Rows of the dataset
* * *

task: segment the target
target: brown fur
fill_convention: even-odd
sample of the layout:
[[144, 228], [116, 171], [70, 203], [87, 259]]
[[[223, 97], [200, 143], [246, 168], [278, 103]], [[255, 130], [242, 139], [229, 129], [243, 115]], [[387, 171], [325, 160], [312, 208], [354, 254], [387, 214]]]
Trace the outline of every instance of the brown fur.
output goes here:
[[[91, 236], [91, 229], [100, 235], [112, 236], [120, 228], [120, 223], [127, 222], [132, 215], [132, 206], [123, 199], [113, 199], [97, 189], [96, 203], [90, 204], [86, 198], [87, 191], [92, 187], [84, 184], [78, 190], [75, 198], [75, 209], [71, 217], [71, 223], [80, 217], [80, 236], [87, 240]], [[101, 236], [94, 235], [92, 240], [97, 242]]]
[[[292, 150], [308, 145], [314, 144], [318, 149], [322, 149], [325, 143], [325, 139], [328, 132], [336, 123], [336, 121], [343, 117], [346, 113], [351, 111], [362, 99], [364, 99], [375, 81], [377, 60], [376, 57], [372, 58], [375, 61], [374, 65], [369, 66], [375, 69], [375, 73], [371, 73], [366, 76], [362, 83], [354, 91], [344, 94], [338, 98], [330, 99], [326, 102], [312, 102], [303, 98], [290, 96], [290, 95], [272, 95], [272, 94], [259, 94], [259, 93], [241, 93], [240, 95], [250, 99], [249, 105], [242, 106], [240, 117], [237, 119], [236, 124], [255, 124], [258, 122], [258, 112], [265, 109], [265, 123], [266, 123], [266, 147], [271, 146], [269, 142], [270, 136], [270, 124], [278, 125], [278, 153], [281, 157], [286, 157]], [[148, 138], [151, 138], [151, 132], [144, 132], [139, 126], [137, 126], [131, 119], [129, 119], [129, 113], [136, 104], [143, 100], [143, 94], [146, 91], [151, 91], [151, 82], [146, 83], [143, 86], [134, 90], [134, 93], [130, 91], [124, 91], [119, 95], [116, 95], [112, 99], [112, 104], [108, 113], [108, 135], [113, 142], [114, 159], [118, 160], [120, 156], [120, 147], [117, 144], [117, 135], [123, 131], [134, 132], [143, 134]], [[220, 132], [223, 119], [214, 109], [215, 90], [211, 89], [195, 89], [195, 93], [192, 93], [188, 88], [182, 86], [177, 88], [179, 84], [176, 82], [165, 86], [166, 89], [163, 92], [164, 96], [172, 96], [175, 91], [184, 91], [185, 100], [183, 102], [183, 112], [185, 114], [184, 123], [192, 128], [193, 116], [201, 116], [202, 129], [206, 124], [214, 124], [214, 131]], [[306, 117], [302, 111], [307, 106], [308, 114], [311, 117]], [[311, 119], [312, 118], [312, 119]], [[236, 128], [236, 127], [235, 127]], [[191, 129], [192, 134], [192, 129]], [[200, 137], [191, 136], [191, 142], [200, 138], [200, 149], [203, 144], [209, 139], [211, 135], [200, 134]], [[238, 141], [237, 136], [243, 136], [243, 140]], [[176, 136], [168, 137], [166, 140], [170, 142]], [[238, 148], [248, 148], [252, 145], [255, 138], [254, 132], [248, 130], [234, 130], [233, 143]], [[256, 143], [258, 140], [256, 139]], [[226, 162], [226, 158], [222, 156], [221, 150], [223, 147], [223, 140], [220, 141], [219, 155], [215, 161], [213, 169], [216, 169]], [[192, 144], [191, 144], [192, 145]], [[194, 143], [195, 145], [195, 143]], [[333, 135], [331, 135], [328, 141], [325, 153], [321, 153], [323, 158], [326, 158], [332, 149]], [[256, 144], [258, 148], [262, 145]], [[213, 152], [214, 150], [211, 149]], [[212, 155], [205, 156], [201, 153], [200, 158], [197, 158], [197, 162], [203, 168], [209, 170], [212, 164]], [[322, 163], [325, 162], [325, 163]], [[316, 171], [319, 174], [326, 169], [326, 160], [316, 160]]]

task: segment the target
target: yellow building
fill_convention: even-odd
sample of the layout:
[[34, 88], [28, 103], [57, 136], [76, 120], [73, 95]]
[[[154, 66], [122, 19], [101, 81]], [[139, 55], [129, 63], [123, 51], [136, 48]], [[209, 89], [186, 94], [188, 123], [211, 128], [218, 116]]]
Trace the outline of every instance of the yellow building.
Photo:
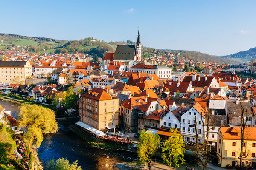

* * *

• Your instructions: Rewrite the data from its first line through the line containing "240], [97, 242]]]", both included, as a numbered list with one line per item and no blank lines.

• Result of this exercise:
1. task: segment the target
2. target: brown fur
3. fill_convention: even-odd
4. sample of the layout:
5. [[144, 228], [116, 171], [70, 203], [87, 259]]
6. [[[223, 97], [200, 143], [246, 168], [278, 103]], [[255, 130], [242, 139], [229, 129], [243, 115]], [[387, 171], [325, 160], [312, 208], [354, 254], [387, 214]]]
7. Trace the outline of every instance of the brown fur.
8. output goes here:
9. [[[91, 236], [91, 229], [100, 235], [112, 236], [120, 228], [120, 223], [127, 222], [132, 215], [132, 206], [123, 199], [113, 199], [97, 189], [96, 203], [90, 204], [86, 198], [87, 191], [92, 187], [84, 184], [78, 190], [75, 198], [75, 209], [71, 217], [71, 223], [80, 217], [80, 236], [87, 240]], [[101, 236], [94, 235], [92, 240], [97, 242]]]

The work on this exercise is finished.